(Named object pointing entries)
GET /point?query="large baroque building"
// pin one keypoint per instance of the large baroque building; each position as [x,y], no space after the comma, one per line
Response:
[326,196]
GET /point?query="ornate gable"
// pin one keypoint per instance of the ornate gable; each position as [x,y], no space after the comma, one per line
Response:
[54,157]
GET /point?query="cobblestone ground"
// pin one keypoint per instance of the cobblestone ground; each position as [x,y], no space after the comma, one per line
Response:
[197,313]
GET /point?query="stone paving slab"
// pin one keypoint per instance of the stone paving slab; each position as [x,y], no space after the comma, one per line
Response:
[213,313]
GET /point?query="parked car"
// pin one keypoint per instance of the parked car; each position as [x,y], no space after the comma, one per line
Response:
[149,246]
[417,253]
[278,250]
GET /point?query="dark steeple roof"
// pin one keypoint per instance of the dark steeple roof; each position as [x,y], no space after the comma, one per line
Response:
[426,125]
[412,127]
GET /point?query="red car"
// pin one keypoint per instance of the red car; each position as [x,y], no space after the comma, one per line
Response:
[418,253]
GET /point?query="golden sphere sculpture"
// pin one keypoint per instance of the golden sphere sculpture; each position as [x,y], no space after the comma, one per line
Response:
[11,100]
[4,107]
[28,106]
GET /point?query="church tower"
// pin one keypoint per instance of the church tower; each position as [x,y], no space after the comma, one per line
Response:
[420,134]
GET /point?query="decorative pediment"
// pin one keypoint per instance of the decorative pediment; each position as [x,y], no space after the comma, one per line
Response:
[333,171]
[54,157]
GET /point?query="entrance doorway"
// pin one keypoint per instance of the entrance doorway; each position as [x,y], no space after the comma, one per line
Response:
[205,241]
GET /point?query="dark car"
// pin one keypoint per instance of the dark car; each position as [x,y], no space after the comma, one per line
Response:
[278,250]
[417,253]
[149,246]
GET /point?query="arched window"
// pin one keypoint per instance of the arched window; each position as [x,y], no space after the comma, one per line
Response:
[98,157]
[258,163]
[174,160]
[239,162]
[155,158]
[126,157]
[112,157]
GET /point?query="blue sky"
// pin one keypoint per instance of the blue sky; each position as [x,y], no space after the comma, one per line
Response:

- **WHAT IS BEING ASKED**
Retype every entry word for word.

- **SOLVED EXERCISE**
GET /point?query="large baroque building"
// pin one keypoint per instance of the large baroque building; each position as [x,y], no space after the comma, one per line
Response:
[326,196]
GET /point?query="ornate gable"
// pin one keypoint per instance of the ornate gable; each position as [x,y], no space after the comma, one per line
Response:
[54,157]
GET /point?query="cobblestone ground"
// pin one keypoint per instance of the cobblestone ground; each position as [x,y], no space after the comma, one per line
Response:
[197,313]
GET /point?query="stone paving slab"
// pin one keypoint per instance of the stone paving slab; each position as [x,y], no space after the comma, one per line
Response:
[213,313]
GET /point?query="parked car"
// pin one keypoint per instance of the parked car; each position as [x,y], no space after the comma, one per line
Response:
[149,246]
[417,253]
[278,250]
GET /point?query="dark steeple roof"
// pin one keypoint per instance of the dark steeple roof; each position as [x,y], no space after the comma, one per line
Response:
[426,125]
[412,127]
GET /point?query="red car"
// pin one keypoint per instance of the red car; each position as [x,y], no space after the comma, one per line
Response:
[418,253]
GET /point?query="golden sphere sculpture"
// pin one keypoint per instance of the golden sphere sculpture; each position as [x,y], no space after the comma, one per line
Response:
[11,100]
[4,107]
[28,106]
GET /point?query="church tower"
// pin one keypoint per instance of the church tower; each position as [x,y], no space after the comma, one per line
Response:
[420,134]
GET /point?query="decorative pediment"
// pin one keypoint per instance of the decorative pediment; each position as [x,y], no space after the comma, one per line
Response:
[333,171]
[54,157]
GET /point?query="entrance doorway"
// pin one keypoint per instance of the entrance doorway; each position as [x,y], no space after the comma, one per line
Response:
[205,241]
GET /point?query="dark car"
// pin one keypoint per instance of the dark car; each position as [x,y], no space after the comma, one per line
Response:
[278,250]
[417,253]
[149,246]
GET /point?query="arched window"
// pin one keypoint per instance of the arched window; each position as [x,y], no space after the comma, one per line
Response:
[98,157]
[258,163]
[174,160]
[239,162]
[155,158]
[126,157]
[112,157]
GET /point?query="blue sky"
// pin one keypoint per instance of the blue sky; each position as [x,y], no space after the comma, one per line
Response:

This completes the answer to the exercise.